• WHAT YOU NEED TO DO: Locate each line of the material below that contains the string "recycling" and copy those lines. Case counts.

• RAW RECORDS:
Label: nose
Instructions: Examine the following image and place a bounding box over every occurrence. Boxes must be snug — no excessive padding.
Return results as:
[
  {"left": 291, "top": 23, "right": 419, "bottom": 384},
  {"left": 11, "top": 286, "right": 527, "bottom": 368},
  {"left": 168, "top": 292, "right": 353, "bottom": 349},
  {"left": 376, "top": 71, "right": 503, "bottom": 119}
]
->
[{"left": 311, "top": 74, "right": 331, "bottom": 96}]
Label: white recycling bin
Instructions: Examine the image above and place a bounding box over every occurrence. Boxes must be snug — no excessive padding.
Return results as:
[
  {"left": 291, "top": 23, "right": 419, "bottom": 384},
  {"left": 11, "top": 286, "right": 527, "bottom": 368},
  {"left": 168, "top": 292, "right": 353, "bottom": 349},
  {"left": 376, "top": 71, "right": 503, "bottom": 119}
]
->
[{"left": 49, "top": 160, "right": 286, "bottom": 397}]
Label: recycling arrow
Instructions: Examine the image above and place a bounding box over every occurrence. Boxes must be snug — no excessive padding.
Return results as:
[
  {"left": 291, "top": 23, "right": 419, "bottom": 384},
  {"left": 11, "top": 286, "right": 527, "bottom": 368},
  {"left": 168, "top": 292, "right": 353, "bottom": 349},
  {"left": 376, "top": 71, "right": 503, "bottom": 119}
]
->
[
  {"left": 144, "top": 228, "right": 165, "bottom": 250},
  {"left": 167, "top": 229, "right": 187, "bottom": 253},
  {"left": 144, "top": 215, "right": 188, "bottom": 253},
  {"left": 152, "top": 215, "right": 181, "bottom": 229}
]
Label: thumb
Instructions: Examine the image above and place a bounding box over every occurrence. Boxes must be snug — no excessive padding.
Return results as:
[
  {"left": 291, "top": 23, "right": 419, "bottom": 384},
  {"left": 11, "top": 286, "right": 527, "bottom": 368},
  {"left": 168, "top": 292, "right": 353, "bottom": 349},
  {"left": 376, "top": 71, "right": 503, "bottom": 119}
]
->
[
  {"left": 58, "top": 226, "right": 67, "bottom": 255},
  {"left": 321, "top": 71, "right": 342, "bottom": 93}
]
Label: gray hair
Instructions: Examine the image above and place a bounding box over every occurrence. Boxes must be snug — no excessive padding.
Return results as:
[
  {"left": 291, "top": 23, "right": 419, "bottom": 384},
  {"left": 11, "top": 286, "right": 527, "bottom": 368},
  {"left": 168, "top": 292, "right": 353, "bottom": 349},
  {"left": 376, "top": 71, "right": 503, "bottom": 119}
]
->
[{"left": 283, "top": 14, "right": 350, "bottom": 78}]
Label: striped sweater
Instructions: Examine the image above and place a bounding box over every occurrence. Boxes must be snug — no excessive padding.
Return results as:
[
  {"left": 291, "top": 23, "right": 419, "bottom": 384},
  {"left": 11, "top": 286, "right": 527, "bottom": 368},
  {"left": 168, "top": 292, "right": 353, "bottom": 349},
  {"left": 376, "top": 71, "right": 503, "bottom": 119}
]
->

• EXERCISE RESULT:
Label: white recycling bin
Label: recycling arrow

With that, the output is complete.